**Aim:**
Turn every line of the rows below into one numbered list, and leave out any blank lines.

**Data shown:**
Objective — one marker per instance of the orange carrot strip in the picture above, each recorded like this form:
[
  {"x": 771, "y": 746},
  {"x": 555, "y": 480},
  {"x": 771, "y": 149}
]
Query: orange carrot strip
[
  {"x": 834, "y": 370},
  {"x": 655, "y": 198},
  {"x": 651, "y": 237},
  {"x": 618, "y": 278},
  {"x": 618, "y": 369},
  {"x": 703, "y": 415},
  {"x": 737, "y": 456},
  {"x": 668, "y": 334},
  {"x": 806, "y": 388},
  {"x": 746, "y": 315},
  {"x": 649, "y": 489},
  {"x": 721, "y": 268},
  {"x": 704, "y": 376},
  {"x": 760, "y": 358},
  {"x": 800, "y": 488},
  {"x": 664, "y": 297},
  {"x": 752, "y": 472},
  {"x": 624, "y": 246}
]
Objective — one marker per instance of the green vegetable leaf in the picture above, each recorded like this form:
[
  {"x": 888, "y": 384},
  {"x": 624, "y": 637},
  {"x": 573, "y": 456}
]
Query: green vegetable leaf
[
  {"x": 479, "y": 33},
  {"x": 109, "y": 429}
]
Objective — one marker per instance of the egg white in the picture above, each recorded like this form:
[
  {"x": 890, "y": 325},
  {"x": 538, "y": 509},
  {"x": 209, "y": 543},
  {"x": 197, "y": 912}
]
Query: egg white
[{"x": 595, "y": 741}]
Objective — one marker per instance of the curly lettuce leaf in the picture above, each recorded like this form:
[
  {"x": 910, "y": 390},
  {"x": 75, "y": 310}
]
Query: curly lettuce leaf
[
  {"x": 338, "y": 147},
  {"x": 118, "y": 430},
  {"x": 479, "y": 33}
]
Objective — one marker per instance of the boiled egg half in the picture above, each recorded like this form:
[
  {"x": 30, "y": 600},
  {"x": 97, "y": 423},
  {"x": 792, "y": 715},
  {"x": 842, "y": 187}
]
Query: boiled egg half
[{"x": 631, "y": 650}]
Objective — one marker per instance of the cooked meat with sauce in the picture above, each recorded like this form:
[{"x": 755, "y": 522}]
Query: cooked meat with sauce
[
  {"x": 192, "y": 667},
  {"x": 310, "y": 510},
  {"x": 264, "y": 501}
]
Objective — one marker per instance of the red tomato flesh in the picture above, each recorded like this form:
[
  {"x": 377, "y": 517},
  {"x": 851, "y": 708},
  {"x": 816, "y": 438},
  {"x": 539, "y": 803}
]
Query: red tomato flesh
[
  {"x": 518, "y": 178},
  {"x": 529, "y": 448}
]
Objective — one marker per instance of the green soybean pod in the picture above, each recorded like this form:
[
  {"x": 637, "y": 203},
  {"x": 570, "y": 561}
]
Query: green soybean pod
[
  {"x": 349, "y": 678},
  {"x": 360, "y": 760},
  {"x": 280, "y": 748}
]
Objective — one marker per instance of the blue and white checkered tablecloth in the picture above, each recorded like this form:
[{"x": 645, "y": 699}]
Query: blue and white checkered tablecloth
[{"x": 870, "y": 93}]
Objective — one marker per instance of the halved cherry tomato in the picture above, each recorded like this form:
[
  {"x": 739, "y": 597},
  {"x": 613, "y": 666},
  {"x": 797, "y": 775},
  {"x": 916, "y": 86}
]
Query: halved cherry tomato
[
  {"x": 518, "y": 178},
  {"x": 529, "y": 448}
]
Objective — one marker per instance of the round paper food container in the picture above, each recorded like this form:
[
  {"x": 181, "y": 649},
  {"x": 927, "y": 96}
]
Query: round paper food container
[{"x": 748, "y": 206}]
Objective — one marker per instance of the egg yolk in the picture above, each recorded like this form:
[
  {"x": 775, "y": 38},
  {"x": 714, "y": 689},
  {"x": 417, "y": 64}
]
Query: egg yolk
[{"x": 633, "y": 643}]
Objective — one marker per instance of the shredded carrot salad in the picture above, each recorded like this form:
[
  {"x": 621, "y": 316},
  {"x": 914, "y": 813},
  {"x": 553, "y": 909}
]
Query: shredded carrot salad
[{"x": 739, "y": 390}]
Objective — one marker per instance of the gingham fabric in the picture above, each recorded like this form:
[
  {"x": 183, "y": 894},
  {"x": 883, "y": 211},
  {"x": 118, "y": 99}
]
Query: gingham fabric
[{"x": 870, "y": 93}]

**The result:**
1. Objective — one marker per instance of the orange carrot strip in the picture above, each recorded like this form:
2. [
3.   {"x": 771, "y": 746},
4.   {"x": 555, "y": 480},
5.   {"x": 771, "y": 149}
6. ]
7. Query: orange carrot strip
8. [
9.   {"x": 834, "y": 370},
10.   {"x": 655, "y": 198},
11.   {"x": 651, "y": 237},
12.   {"x": 618, "y": 278},
13.   {"x": 618, "y": 369},
14.   {"x": 703, "y": 415},
15.   {"x": 737, "y": 456},
16.   {"x": 668, "y": 334},
17.   {"x": 806, "y": 388},
18.   {"x": 746, "y": 315},
19.   {"x": 649, "y": 489},
20.   {"x": 721, "y": 268},
21.   {"x": 704, "y": 376},
22.   {"x": 760, "y": 358},
23.   {"x": 800, "y": 488},
24.   {"x": 664, "y": 297},
25.   {"x": 752, "y": 472},
26.   {"x": 624, "y": 246}
27. ]
28. Objective — one marker per instance of the green vegetable leaf in the picture above, each recorded like this form:
29. [
30.   {"x": 888, "y": 384},
31.   {"x": 624, "y": 637},
32.   {"x": 573, "y": 456}
33. ]
34. Query: green vegetable leaf
35. [
36.   {"x": 479, "y": 33},
37.   {"x": 109, "y": 429}
38. ]
39. Objective — one marker per instance of the egg white in the picture above, each recorded like this form:
40. [
41.   {"x": 890, "y": 325},
42.   {"x": 538, "y": 509},
43.   {"x": 209, "y": 543},
44.   {"x": 197, "y": 912}
45. ]
46. Query: egg white
47. [{"x": 595, "y": 741}]
48. Objective — one marker per instance of the curly lettuce leaf in the picture above, each recorded like this form:
49. [
50.   {"x": 910, "y": 390},
51.   {"x": 75, "y": 310}
52. ]
53. Query: curly lettuce leaf
54. [
55.   {"x": 338, "y": 147},
56.   {"x": 118, "y": 430},
57.   {"x": 479, "y": 33}
58. ]
59. Objective — one marker per instance of the boiled egg half in the picture above, each recorded like this form:
60. [
61.   {"x": 30, "y": 600},
62.   {"x": 97, "y": 423},
63.   {"x": 792, "y": 715},
64.   {"x": 842, "y": 187}
65. ]
66. Query: boiled egg half
67. [{"x": 631, "y": 650}]
68. Objective — one marker per instance of the cooked meat with sauce in the picture above, each recorded like this form:
69. [{"x": 755, "y": 522}]
70. Query: cooked meat with sauce
71. [
72.   {"x": 192, "y": 667},
73.   {"x": 310, "y": 510},
74.   {"x": 264, "y": 501}
75. ]
76. Objective — one marker per instance of the red tomato flesh in the picture above, each recorded like this form:
77. [
78.   {"x": 377, "y": 517},
79.   {"x": 851, "y": 708},
80.   {"x": 816, "y": 438},
81.   {"x": 539, "y": 803}
82. ]
83. Query: red tomato flesh
84. [
85.   {"x": 518, "y": 178},
86.   {"x": 529, "y": 448}
87. ]
88. Objective — one marker per instance of the green soybean pod in the picture above, each recorded like this form:
89. [
90.   {"x": 637, "y": 203},
91.   {"x": 570, "y": 561}
92. ]
93. Query: green soybean pod
94. [
95.   {"x": 349, "y": 678},
96.   {"x": 360, "y": 760},
97.   {"x": 280, "y": 748}
98. ]
99. Objective — one marker per instance of the blue and white checkered tablecloth in the picture above, each recorded like this form:
100. [{"x": 645, "y": 699}]
101. Query: blue and white checkered tablecloth
102. [{"x": 870, "y": 93}]
103. Objective — one marker per instance of the halved cherry tomato in the picture above, each recorded like this form:
104. [
105.   {"x": 739, "y": 597},
106.   {"x": 613, "y": 666},
107.   {"x": 797, "y": 775},
108.   {"x": 916, "y": 86}
109. ]
110. Query: halved cherry tomato
111. [
112.   {"x": 518, "y": 178},
113.   {"x": 529, "y": 448}
114. ]
115. Objective — one marker per instance of the round paper food container in the picture above, each recorded like this form:
116. [
117.   {"x": 181, "y": 649},
118.   {"x": 927, "y": 96}
119. ]
120. Query: round paper food container
121. [{"x": 748, "y": 206}]
122. Objective — one marker per instance of the egg yolk in the picture above, each recorded like this form:
123. [
124.   {"x": 775, "y": 38},
125.   {"x": 714, "y": 689},
126.   {"x": 417, "y": 64}
127. ]
128. Query: egg yolk
129. [{"x": 633, "y": 643}]
130. Objective — one marker per instance of the shredded carrot salad in the picture above, each recorded like this form:
131. [
132.   {"x": 621, "y": 316},
133.   {"x": 914, "y": 813},
134.   {"x": 553, "y": 909}
135. ]
136. Query: shredded carrot salad
137. [{"x": 739, "y": 390}]
138. Objective — one marker per instance of the gingham fabric in the picture above, each recorded like this form:
139. [
140.   {"x": 183, "y": 894},
141.   {"x": 883, "y": 211},
142.   {"x": 118, "y": 99}
143. ]
144. Query: gingham fabric
145. [{"x": 870, "y": 93}]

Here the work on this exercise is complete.